* Records to use

################

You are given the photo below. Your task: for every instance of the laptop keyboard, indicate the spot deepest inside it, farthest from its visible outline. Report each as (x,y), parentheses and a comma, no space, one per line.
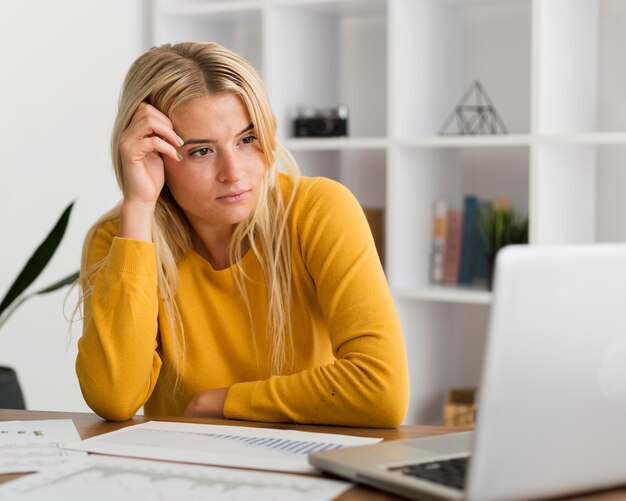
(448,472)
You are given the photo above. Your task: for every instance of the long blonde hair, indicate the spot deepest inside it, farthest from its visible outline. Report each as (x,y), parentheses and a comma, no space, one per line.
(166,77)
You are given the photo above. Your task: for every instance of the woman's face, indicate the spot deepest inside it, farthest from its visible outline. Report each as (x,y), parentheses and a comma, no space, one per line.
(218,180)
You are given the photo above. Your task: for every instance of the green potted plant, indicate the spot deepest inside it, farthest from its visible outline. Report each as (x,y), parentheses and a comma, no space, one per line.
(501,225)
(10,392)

################

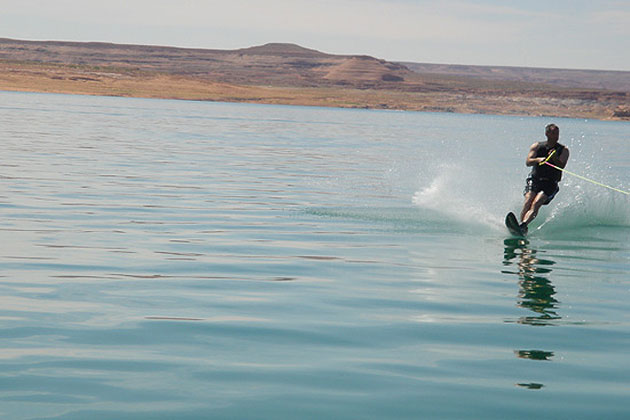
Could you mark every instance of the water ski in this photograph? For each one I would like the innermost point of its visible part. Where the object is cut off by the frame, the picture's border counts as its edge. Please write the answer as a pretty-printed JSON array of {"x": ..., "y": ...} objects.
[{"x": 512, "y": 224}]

################

* Written problem
Pick out every line of the items above that contains the string "counts", and copy each one in full. Matching is case-sensitive.

* Written solution
Could you mark every instance of the water ski in this photograph? For each one I would like the innermost point of its visible part. Where the object is cut off by the frame, the picture's border counts as its edge. Please write the answer as a pretty-printed JSON array of {"x": ..., "y": ...} objects.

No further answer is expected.